• Prompt
Please copy, exactly as they appear below, the lines from the one containing "Target: dark suv" through the one containing "Target: roof".

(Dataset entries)

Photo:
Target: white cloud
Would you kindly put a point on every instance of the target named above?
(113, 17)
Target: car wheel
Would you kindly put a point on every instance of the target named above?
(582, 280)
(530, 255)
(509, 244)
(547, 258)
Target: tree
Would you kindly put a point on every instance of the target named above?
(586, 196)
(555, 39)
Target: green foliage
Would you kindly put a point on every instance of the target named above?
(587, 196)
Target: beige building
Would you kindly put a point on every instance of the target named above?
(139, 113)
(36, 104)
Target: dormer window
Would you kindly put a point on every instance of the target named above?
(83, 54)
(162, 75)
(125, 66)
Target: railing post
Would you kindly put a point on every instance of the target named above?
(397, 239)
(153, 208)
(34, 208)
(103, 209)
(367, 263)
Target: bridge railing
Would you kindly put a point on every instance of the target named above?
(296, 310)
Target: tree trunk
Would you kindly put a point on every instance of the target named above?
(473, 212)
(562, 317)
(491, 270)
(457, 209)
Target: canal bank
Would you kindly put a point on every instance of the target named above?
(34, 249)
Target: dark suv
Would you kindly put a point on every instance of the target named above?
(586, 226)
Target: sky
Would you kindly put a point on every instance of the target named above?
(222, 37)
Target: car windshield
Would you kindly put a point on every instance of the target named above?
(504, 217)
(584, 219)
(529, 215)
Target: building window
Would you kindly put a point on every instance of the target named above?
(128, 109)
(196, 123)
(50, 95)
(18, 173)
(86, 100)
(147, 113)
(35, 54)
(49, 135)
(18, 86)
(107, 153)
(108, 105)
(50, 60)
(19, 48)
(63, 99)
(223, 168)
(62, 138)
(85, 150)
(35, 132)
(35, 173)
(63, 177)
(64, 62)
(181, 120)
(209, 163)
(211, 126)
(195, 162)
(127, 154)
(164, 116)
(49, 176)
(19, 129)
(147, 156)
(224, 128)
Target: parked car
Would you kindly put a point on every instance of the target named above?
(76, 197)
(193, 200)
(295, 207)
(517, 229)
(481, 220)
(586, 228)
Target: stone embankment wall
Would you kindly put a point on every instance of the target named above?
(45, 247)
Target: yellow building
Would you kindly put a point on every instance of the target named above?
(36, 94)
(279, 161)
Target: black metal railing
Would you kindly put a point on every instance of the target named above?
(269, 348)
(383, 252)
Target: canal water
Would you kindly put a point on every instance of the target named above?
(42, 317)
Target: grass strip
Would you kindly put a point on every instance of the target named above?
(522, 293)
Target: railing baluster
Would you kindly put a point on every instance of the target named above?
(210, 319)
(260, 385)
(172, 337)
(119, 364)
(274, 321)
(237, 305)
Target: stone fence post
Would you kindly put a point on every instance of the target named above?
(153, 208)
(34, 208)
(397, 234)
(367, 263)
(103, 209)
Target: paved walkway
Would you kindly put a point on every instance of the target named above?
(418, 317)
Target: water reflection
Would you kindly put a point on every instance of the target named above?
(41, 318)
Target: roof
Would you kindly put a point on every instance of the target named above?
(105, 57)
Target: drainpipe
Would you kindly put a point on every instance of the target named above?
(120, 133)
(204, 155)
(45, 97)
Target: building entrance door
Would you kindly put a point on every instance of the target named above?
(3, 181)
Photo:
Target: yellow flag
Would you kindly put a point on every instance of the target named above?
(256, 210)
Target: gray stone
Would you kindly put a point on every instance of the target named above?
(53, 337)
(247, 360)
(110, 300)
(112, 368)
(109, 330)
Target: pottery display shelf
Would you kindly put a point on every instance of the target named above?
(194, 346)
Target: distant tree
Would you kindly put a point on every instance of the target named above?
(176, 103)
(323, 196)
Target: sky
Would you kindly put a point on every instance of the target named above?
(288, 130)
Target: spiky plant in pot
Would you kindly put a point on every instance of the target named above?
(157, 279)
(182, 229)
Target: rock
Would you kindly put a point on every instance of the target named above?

• Response to this exercise
Target: dark suv
Would you kindly put a point on every instance of the target named above?
(586, 226)
Target: sky
Would you kindly put a point on every instance of the target named above?
(222, 37)
Target: car windshield
Would you kindly put a point on every instance of the target named above?
(504, 217)
(584, 219)
(529, 215)
Target: building window
Would you kindly put a point on every instance of the target named above?
(128, 109)
(196, 123)
(50, 95)
(18, 173)
(86, 100)
(147, 113)
(35, 54)
(49, 135)
(18, 86)
(107, 153)
(108, 105)
(50, 60)
(19, 48)
(63, 99)
(223, 168)
(62, 138)
(85, 150)
(35, 132)
(35, 173)
(63, 177)
(64, 62)
(181, 120)
(209, 163)
(211, 126)
(195, 162)
(127, 154)
(164, 116)
(49, 176)
(19, 129)
(147, 156)
(224, 128)
Target: parked car
Would you kindly put a point on every instance of the target named above?
(76, 197)
(193, 200)
(295, 207)
(517, 229)
(481, 220)
(586, 228)
Target: stone embankment wall
Would you kindly put a point on every instance of the target named above?
(45, 247)
Target: yellow building
Would you kindly put a point on every instance of the target named above?
(36, 94)
(279, 161)
Target: black metal railing
Would you kindly put a point on every instance of the target named above?
(269, 348)
(383, 252)
Target: canal water
Would you kindly put a point on every instance of the target named above?
(42, 317)
Target: grass strip
Would you kindly put a point on every instance of the target named above?
(522, 293)
Target: railing baluster
Would you kindly put a point on every instance of the target named above?
(210, 319)
(260, 385)
(172, 337)
(119, 364)
(274, 321)
(237, 305)
Target: stone fence post
Would you kindly put a point on every instance of the target named above?
(153, 208)
(34, 208)
(397, 234)
(367, 263)
(103, 209)
Target: paved walkway
Would you kindly put a point on every instance of the target named above?
(418, 317)
Target: water reflection
Would you kindly put a point on every instance of the target named above?
(41, 318)
Target: roof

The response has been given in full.